GIVEN EXERCISE A -
Retype everything from "Scorsese Kurosawa'd the" down to "conveniently be criminals." in the Scorsese discussion below.
GIVEN EXERCISE B -
In the Scorsese discussion below, condense the paragraph beginning "If you've listened to any of the interviews" into a short bulleted list that keeps its main points.

DOCUMENT SECTION -
The entire point of the movie is that we are seduced by what is happening on screen because these are the latent attitudes and ideas that we harbor in North America. These things look seductive to us because that might be something that is lingering within us despite our more conscious dismissal of the rich, wild lifestyle. Our capitalist hunger and greed is thrown up in an extreme form on screen for us hopefully to see and wake up from. The fact that you think the movie is not repulsive might say something about yourself. Wolf, like Scorsese's best movies, is not some easy morality play in the way that you seem to want it to be. It requires that we look beyond just what we're being shown on a surface level, to look beyond our laughter and to see the human beings behind this disgusting behaviour. I mean you seem to be missing the movie's fundamental point when you say that the movie could be improved by making DiCaprio a character with a more pronounced internal struggle or showing us the people he fucked over.

If technical proficiency was synonymous with quality, Bob Dylan would be considered a worse musician than most modern pop stars

Also,
>complaining about ADR in a Scorsese movie

Scorsese Kurosawa'd the shit out of this film.

But when a lack of proficiency is so blatant that it pulls me out of the film, then I'd say it impacts the film's quality.

Is bad ADR a Scorcese meme? I hadn't heard this.

>Travis literally kills people and he is redeemed as a hero

If you've listened to any of the interviews with Shrader and Scorsese or paid attention to the movie we watch the spiral into madness of Bickle. He was willing to go out and murder Palantine for superficial reasons, an innocent populist politician, and was only foiled by his own ineptitude. After his shootout with the gangsters to "rescue" his loli he is ONLY given praise because it happened that he killed the bad guys. But the ending shots line up with the shots at the beginning, showing that he hasn't changed as a person and will probably kill again. The next time it probably won't conveniently be criminals.

SUPPLIED DATA -

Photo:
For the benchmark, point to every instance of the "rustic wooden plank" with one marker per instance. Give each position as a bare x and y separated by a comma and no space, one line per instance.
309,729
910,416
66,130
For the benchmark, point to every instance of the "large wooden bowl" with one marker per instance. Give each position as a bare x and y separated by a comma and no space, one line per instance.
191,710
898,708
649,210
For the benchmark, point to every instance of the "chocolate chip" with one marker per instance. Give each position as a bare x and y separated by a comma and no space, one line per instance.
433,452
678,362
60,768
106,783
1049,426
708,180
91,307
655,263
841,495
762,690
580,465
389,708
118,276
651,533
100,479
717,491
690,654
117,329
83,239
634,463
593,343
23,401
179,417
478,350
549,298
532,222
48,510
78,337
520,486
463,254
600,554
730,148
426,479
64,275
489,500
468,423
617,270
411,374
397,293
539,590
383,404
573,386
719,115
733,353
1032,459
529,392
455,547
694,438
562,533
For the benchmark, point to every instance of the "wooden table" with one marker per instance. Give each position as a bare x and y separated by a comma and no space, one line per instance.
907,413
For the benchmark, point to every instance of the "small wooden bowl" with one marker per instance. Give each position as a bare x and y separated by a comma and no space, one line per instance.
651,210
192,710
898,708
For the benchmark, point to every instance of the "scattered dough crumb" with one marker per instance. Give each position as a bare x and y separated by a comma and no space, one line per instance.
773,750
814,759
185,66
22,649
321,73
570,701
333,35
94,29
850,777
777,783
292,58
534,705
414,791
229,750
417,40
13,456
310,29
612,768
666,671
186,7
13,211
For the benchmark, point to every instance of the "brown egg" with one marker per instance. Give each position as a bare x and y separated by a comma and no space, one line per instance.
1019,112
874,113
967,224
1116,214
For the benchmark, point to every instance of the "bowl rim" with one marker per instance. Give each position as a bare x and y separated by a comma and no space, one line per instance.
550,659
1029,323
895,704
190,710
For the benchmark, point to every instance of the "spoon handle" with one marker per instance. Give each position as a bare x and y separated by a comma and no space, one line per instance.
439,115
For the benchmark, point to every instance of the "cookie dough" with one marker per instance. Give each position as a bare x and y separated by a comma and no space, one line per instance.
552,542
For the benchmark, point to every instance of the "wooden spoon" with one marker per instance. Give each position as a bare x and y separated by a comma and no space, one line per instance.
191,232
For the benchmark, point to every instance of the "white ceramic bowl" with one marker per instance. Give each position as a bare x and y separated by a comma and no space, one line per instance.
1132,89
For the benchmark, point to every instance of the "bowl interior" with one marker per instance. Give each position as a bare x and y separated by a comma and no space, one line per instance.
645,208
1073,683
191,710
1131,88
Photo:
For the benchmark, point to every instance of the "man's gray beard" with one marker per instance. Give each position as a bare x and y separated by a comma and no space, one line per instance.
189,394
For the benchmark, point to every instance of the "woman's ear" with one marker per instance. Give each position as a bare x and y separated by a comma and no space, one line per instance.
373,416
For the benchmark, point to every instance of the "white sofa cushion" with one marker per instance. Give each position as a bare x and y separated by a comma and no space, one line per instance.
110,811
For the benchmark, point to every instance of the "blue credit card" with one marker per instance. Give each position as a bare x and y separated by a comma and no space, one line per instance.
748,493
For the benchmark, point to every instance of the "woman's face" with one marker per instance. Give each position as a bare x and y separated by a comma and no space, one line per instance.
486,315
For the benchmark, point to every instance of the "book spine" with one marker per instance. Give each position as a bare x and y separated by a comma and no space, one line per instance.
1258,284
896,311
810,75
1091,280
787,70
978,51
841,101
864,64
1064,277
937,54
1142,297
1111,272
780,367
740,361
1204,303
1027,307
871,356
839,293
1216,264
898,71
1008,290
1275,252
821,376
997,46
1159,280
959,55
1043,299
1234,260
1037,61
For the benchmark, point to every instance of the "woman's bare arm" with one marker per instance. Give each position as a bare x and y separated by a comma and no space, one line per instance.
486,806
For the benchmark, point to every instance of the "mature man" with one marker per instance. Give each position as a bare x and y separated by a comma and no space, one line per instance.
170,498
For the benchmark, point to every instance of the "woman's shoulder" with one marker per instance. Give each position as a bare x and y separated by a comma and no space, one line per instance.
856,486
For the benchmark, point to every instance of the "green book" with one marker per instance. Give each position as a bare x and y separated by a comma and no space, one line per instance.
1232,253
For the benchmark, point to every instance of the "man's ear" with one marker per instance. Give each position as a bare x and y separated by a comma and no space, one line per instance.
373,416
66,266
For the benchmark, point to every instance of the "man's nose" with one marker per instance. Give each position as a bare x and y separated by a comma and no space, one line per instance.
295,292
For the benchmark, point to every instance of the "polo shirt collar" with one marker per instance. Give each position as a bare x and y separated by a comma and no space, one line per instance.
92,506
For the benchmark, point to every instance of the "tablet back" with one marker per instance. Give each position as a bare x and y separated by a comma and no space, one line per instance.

FINISHED ANSWER A -
Scorsese Kurosawa'd the shit out of this film.

But when a lack of proficiency is so blatant that it pulls me out of the film, then I'd say it impacts the film's quality.

Is bad ADR a Scorcese meme? I hadn't heard this.

>Travis literally kills people and he is redeemed as a hero

If you've listened to any of the interviews with Shrader and Scorsese or paid attention to the movie we watch the spiral into madness of Bickle. He was willing to go out and murder Palantine for superficial reasons, an innocent populist politician, and was only foiled by his own ineptitude. After his shootout with the gangsters to "rescue" his loli he is ONLY given praise because it happened that he killed the bad guys. But the ending shots line up with the shots at the beginning, showing that he hasn't changed as a person and will probably kill again. The next time it probably won't conveniently be criminals.

FINISHED ANSWER B -
- The movie shows Bickle's spiral into madness.
- He was willing to murder Palantine, an innocent populist politician, for superficial reasons, and only his own ineptitude stopped him.
- After his shootout with the gangsters, he is praised only because the people he happened to kill were the bad guys.
- The ending shots line up with the opening shots, which shows he hasn't changed and will probably kill again.
- Next time, his victims probably won't conveniently be criminals.